● **TASKS**:
a) According to the last comment in the comment thread, what should the resulting state be when not all nodes can be scanned?
b) From the listing, select and copy every line that contains the string "belt", taking case into account.

● **PASSAGE SHOWN**:
%%
I'm actually unsure about the expected result. If it wasn't possible to scan a node due to taints, seems to me like we should surface an error. Any opinions on this?
(In reply to Juan Antonio Osorio from comment #1) > I'm actually unsure about the expected result. If it wasn't possible to scan > a node due to taints, seems to me like we should surface an error. Any > opinions on this? I guess so, the only q. would be how to detect that the pod was not scheduled due to a taint, I guess we'd have to look into events?
(In reply to Jakub Hrozek from comment #2) > (In reply to Juan Antonio Osorio from comment #1) > > I'm actually unsure about the expected result. If it wasn't possible to scan > > a node due to taints, seems to me like we should surface an error. Any > > opinions on this? > > I guess so, the only q. would be how to detect that the pod was not > scheduled due to a taint, I guess we'd have to look into events? Gotta research that. Not sure if that info is available as part of the pod status, or if we gotta listen for events. Regardless, I think the resulting state should be an error and an indication that not all the nodes could be checked. Do you agree?
%%
● **DATA LINES**:
%%
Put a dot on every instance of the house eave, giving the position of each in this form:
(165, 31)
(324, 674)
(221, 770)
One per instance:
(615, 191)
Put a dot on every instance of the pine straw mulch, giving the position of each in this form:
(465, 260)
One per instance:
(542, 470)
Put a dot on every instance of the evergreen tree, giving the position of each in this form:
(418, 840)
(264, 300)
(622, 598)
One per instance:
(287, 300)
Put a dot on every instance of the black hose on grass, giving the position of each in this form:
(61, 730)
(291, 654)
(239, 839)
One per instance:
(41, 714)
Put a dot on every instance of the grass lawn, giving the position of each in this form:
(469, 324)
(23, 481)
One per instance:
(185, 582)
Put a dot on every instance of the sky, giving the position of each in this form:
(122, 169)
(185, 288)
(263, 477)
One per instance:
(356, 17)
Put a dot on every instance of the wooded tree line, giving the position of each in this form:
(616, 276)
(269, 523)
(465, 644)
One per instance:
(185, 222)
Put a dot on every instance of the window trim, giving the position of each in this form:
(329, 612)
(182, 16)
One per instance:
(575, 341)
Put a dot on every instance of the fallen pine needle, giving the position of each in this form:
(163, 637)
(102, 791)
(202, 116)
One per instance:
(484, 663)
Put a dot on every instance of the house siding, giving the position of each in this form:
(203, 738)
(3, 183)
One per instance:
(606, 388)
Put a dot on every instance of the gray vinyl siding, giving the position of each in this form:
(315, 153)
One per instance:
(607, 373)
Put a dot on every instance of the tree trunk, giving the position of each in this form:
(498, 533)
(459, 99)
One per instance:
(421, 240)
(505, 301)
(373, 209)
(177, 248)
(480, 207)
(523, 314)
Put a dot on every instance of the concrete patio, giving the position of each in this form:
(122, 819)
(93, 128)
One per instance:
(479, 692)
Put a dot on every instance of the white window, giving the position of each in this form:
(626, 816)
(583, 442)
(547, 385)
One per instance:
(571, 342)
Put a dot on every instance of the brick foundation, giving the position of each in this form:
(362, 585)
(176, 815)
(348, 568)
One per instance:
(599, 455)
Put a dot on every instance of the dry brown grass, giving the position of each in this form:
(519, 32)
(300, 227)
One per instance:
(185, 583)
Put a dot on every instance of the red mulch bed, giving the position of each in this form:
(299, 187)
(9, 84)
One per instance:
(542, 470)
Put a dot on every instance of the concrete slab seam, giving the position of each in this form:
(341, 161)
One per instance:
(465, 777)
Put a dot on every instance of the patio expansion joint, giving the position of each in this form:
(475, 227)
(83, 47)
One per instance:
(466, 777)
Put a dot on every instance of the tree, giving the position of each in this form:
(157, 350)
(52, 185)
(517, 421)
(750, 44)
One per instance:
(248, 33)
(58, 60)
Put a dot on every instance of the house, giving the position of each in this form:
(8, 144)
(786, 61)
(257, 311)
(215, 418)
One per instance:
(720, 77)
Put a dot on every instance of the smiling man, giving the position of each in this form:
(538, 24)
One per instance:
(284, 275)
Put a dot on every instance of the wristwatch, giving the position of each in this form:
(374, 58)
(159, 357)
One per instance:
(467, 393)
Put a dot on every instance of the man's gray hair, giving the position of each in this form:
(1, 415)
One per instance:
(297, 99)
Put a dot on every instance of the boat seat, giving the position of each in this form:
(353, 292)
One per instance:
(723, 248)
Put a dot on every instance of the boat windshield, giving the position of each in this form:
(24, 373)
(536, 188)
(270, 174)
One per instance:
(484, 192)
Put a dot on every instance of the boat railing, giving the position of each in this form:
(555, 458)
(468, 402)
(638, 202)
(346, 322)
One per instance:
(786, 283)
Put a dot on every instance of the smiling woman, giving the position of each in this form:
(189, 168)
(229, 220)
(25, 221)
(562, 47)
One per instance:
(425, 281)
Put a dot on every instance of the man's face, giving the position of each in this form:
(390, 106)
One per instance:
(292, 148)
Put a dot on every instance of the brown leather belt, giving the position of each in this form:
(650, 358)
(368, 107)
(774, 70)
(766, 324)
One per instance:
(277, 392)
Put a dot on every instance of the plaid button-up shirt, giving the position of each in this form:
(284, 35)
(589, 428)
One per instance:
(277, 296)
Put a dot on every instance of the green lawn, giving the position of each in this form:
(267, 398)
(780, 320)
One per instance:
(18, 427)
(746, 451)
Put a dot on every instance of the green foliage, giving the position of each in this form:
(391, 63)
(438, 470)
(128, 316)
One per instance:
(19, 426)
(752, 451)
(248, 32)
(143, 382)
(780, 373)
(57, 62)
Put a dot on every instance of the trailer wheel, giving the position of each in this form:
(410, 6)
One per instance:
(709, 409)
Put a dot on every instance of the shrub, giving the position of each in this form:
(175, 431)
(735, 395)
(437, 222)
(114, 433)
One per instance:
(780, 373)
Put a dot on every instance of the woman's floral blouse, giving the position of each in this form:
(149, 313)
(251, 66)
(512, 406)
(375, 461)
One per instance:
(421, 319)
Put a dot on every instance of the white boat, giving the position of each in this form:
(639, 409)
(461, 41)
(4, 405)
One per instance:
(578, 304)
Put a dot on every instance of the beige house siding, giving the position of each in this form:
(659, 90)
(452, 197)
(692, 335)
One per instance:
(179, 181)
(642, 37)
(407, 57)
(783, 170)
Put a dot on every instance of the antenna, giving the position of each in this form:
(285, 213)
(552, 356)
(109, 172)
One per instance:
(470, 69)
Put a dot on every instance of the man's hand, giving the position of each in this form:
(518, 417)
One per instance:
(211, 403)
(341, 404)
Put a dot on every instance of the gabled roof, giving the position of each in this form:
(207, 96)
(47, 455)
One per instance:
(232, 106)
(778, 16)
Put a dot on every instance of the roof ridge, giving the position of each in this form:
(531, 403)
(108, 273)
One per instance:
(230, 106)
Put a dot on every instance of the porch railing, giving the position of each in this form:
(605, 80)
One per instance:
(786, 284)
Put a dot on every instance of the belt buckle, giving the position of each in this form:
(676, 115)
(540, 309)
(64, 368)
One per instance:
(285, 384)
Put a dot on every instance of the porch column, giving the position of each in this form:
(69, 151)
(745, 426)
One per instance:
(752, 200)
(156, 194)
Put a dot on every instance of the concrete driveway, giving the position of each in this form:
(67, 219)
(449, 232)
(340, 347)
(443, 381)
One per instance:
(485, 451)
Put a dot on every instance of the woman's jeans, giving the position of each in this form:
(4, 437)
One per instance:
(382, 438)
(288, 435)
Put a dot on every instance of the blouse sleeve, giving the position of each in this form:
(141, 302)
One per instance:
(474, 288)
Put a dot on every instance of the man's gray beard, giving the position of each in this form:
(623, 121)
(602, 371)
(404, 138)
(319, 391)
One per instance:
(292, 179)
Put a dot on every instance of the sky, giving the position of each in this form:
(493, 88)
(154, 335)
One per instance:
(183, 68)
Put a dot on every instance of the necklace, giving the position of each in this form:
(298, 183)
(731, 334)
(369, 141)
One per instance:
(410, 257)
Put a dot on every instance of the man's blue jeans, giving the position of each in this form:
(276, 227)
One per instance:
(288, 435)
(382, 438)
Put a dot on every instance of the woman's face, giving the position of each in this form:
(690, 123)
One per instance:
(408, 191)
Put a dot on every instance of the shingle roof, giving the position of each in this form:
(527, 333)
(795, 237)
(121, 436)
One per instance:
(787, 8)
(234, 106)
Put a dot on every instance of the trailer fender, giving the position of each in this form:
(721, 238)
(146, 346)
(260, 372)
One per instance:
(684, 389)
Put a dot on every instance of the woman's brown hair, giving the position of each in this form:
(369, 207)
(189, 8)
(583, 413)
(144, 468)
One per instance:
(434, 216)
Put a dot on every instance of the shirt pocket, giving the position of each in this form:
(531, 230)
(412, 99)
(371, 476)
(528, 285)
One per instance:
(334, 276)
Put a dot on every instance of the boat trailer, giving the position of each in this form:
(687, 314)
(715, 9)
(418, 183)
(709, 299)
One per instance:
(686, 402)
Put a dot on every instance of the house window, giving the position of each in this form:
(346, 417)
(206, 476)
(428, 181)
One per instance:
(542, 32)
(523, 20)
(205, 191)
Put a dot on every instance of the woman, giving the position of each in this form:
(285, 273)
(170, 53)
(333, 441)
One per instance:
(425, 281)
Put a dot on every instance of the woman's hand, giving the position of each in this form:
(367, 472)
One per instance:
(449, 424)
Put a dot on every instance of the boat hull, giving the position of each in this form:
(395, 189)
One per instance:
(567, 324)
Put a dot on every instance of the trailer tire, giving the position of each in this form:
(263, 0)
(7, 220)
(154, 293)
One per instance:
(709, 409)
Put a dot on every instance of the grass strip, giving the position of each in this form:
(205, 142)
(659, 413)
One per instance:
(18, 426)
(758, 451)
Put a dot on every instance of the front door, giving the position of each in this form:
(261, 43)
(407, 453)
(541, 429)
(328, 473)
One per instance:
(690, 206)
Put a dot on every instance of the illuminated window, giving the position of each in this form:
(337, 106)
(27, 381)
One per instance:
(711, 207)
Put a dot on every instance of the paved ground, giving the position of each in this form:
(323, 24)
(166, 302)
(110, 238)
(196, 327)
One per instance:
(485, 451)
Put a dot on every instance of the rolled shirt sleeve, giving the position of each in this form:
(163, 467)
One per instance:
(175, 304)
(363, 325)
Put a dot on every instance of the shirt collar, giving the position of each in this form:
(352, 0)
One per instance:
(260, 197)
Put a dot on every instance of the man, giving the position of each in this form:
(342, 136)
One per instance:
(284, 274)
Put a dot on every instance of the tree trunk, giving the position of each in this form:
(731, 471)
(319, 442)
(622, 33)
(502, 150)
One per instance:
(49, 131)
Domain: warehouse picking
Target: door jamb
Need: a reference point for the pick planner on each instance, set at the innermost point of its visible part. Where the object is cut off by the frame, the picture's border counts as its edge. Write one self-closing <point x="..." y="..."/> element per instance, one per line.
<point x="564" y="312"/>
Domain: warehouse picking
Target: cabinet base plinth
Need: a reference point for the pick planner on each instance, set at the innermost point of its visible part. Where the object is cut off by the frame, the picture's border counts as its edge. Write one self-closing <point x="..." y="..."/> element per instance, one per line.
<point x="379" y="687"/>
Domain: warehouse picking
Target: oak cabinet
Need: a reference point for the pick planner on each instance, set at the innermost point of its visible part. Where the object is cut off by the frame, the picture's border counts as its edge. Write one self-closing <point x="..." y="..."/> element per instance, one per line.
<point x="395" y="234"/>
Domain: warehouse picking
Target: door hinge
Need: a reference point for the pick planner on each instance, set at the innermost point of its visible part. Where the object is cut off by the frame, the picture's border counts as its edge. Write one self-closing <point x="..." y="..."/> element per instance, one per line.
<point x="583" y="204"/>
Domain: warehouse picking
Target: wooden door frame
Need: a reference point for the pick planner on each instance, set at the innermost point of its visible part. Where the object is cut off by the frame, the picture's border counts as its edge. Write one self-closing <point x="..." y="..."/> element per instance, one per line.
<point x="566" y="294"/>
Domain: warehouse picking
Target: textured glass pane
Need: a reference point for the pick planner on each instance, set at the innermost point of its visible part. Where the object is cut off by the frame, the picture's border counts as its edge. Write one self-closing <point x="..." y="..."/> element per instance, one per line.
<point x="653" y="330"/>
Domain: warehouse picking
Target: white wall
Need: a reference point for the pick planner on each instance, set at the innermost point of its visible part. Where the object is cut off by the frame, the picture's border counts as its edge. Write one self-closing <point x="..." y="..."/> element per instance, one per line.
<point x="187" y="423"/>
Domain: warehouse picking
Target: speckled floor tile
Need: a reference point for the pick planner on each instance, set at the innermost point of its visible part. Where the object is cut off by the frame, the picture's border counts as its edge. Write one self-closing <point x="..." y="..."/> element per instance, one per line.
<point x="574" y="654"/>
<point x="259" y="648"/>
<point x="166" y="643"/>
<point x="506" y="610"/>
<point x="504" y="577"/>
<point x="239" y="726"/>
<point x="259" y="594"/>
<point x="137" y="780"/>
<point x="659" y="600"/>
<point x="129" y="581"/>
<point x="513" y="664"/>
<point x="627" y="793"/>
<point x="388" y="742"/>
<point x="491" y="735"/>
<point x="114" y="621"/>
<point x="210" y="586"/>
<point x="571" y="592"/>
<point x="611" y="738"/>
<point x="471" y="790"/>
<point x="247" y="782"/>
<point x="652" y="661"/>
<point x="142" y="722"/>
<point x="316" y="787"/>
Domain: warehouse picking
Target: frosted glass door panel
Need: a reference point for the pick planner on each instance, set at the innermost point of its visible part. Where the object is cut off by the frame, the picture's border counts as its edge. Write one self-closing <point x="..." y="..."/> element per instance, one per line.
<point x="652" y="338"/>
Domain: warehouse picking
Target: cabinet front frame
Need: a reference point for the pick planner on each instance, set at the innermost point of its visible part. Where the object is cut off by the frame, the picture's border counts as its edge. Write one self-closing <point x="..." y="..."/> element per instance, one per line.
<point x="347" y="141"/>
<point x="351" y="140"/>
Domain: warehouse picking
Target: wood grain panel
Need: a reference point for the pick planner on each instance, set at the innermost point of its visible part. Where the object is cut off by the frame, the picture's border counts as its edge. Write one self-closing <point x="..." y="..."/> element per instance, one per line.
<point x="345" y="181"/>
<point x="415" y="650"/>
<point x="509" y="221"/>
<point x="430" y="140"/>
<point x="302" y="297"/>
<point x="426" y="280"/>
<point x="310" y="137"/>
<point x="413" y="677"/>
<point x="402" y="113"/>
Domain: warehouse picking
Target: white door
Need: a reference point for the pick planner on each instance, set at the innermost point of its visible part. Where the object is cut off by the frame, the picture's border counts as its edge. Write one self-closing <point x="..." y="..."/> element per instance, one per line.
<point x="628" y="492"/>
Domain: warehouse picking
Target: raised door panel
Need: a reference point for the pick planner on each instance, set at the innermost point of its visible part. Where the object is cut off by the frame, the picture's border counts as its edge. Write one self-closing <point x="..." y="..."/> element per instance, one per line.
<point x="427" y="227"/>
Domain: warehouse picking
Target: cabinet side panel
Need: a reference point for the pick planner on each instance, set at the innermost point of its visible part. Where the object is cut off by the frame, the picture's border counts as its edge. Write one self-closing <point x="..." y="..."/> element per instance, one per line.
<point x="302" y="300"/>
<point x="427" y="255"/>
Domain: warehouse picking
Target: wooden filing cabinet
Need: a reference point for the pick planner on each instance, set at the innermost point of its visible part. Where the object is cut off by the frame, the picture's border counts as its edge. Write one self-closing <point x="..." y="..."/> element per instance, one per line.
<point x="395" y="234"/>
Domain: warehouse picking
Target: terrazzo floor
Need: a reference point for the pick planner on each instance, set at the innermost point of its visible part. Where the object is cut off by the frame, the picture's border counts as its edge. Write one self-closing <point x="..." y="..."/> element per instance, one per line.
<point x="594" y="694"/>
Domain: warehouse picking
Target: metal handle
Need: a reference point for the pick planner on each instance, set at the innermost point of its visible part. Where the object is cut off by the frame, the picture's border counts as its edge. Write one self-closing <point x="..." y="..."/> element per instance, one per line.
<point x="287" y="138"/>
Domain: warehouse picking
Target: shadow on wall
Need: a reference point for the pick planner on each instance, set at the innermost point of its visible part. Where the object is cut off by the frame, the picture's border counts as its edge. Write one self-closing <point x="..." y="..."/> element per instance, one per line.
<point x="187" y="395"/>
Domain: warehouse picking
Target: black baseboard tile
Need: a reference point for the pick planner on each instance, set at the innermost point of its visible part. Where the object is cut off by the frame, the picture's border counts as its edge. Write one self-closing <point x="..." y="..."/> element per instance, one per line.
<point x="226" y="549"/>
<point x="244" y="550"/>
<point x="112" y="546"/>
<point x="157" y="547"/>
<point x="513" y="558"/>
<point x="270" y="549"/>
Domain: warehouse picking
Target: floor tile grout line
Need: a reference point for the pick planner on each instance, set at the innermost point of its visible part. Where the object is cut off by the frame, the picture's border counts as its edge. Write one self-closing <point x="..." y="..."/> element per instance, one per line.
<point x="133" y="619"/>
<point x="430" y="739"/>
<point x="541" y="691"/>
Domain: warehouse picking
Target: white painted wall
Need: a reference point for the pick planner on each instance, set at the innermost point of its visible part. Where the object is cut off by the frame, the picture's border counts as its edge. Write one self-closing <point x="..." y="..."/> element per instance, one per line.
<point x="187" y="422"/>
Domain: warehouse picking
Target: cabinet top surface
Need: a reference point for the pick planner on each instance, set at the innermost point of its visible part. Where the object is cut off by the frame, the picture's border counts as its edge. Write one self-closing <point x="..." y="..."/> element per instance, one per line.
%%
● **THE ANSWERS**:
a) An error, together with an indication that not all the nodes could be checked.

b)
Put a dot on every instance of the brown leather belt, giving the position of each in this form:
Put a dot on every instance of the belt buckle, giving the position of each in this form:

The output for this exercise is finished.